Article —
┄┄┄┄┄┄┄┄┄┄

So making a high performance solid rocket involves trying to stuff as many light atoms in there as possible, with the difficulty that light atoms tend to make molecules that are not solids at room temperature, meaning otherwise valid solid rocket chemistry becomes a liquid mono-propellant instead (see proposal mentioned in Ignition by Clark for an Oxygen/Methane mono propellant).

The next challenge is mechanical, the solid fuel grain needs to stay put during handling and use, so most compounds need binders of sub optimal rocket performance to keep them in place. For space assembled solid rockets this might be less relevant.

Solid rockets are a subclass of mono propellants which means the single fuel grain needs to be an optimal fuel/oxidizer mix, which may be chemically complicated. Where a liquid engine can just tweak the pump pressures to tune things you cannot remove/add fractional hydrogen atoms from your compound. Composite propellants try to solve that by cocktailing compounds, but at the cost of adding lower performance compounds to the mix.

┄┄┄┄┄┄┄┄┄┄

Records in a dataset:
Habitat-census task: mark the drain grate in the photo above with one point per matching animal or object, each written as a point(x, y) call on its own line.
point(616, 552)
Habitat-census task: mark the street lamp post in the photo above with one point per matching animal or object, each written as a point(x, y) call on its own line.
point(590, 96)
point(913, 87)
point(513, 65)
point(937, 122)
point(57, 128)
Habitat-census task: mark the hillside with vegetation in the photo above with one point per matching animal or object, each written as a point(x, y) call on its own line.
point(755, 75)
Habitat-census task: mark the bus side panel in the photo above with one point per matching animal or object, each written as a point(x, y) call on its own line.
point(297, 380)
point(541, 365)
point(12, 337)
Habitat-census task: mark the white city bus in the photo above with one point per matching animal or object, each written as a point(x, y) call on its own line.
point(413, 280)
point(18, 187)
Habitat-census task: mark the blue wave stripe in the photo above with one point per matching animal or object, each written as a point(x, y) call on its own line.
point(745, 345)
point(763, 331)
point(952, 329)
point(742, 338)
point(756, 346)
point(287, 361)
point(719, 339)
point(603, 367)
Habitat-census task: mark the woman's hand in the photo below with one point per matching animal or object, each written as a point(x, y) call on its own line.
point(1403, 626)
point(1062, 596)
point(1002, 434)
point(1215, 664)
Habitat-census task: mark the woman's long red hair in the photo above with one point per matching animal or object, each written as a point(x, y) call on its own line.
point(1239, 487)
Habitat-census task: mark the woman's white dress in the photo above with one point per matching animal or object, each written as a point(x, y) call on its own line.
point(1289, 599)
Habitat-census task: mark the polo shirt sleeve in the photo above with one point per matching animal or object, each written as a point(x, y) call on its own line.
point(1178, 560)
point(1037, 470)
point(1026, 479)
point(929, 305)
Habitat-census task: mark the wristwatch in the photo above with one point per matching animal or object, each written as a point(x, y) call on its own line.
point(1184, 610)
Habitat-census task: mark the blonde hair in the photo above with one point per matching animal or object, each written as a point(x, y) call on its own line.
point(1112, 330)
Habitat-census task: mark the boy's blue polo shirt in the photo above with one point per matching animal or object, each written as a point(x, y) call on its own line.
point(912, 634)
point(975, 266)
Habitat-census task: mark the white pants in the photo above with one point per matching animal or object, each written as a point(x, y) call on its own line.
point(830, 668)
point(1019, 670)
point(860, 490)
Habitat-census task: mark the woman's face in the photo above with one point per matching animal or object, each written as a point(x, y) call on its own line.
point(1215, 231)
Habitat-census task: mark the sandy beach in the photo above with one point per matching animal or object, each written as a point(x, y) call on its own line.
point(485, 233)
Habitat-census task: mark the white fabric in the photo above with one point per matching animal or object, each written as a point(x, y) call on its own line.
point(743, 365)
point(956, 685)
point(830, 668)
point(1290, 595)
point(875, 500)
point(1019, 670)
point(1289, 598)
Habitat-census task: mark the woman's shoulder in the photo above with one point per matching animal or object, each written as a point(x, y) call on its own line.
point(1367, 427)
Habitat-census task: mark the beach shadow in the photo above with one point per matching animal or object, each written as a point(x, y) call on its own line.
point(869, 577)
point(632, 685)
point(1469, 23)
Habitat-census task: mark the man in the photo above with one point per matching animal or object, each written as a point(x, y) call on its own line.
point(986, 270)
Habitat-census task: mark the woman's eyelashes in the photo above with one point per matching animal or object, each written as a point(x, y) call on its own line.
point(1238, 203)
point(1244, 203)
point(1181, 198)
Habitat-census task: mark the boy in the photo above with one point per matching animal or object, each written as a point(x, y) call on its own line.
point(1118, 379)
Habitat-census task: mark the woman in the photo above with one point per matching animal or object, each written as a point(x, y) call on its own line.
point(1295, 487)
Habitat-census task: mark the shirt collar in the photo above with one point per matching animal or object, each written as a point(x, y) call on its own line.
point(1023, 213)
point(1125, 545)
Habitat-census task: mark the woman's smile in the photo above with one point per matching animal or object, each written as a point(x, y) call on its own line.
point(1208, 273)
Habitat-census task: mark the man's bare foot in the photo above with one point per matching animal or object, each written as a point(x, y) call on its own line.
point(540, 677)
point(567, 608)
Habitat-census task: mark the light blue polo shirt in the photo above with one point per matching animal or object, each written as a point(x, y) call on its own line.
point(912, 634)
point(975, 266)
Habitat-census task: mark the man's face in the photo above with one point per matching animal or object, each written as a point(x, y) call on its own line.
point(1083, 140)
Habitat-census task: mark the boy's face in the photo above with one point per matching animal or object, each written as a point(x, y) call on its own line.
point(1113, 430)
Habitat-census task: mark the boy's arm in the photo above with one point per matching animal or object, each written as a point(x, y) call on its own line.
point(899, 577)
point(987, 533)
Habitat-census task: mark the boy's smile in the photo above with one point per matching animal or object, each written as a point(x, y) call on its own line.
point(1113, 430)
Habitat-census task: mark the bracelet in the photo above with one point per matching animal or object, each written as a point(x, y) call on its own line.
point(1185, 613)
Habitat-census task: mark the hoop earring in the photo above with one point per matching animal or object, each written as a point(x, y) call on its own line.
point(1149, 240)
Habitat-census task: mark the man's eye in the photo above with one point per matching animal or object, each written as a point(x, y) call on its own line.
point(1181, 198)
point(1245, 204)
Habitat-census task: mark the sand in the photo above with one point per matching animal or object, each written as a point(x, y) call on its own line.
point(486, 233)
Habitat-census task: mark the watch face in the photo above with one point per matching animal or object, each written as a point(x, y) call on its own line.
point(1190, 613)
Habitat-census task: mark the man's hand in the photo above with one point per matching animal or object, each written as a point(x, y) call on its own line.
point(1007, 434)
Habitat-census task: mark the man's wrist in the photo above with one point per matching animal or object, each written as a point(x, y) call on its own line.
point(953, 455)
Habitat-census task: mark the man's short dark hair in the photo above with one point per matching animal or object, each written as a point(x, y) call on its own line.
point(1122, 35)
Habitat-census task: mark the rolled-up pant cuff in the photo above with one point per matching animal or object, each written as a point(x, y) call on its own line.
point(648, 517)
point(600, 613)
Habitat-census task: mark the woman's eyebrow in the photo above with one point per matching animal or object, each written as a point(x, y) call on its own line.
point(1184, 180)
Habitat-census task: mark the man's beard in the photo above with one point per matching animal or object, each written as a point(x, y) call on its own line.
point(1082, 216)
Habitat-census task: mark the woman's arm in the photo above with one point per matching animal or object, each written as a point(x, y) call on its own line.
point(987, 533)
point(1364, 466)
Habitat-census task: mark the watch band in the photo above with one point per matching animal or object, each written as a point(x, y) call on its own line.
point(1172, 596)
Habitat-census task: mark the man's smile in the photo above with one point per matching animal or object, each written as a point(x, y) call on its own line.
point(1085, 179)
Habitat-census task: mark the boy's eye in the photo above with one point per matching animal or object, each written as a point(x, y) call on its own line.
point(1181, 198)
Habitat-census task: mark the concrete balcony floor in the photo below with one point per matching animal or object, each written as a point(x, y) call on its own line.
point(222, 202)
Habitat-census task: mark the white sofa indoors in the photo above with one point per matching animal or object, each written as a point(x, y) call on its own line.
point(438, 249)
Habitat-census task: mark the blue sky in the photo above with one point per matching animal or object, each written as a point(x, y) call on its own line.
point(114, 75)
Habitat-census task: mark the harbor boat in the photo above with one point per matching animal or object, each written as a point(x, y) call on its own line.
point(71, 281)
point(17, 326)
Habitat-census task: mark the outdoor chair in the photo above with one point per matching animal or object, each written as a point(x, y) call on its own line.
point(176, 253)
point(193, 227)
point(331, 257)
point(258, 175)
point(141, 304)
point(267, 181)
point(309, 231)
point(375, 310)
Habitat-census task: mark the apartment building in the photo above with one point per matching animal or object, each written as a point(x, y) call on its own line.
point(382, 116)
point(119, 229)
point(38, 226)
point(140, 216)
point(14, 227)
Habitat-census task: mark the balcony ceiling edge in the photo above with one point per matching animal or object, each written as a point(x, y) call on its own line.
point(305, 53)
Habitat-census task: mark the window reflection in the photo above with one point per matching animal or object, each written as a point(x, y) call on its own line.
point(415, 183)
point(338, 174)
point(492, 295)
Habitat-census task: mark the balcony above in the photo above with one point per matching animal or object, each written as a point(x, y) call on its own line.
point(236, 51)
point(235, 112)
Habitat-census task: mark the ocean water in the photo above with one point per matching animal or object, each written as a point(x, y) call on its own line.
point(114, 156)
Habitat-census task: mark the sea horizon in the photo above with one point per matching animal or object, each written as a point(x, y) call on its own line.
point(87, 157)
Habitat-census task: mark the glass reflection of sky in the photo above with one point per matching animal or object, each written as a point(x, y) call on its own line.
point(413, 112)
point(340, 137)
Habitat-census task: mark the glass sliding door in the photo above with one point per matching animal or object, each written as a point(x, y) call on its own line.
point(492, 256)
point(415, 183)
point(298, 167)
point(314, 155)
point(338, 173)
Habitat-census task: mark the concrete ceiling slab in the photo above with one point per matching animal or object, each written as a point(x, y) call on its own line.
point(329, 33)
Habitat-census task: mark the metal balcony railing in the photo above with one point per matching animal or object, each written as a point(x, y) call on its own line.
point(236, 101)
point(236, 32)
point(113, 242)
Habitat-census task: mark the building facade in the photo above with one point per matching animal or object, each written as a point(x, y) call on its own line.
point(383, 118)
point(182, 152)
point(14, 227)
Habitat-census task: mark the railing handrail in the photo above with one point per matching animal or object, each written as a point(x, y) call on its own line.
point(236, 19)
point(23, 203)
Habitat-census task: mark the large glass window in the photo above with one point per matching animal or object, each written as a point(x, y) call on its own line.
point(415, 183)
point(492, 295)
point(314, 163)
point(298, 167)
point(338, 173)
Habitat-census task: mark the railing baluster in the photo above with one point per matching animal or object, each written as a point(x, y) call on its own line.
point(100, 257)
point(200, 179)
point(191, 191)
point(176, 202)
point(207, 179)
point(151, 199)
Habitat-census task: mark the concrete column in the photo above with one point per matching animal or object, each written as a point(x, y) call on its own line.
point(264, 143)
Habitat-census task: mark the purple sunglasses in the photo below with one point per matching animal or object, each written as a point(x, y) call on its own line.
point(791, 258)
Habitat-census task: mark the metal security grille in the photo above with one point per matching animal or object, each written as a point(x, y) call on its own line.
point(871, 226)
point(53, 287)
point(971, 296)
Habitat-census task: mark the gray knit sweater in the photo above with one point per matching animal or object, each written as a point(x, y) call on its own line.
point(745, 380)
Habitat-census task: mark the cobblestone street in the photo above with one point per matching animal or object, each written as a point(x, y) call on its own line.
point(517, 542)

┄┄┄┄┄┄┄┄┄┄

Exercise set —
**1.** Answer these from the solid rocket passage:
(a) What does otherwise valid solid rocket chemistry become when its light-atom molecules are not solids at room temperature?
(b) What do most compounds need to keep them in place?
(c) What is the cost of the cocktailing approach that composite propellants use?
**2.** Set down the solid rocket passage word for word from "The next challenge" to "be less relevant.".
This material isn't needed for the work here.

List of solutions —
**1.**
(a) A liquid mono-propellant.
(b) Binders of sub optimal rocket performance.
(c) Lower performance compounds are added to the mix.

**2.**
The next challenge is mechanical, the solid fuel grain needs to stay put during handling and use, so most compounds need binders of sub optimal rocket performance to keep them in place. For space assembled solid rockets this might be less relevant.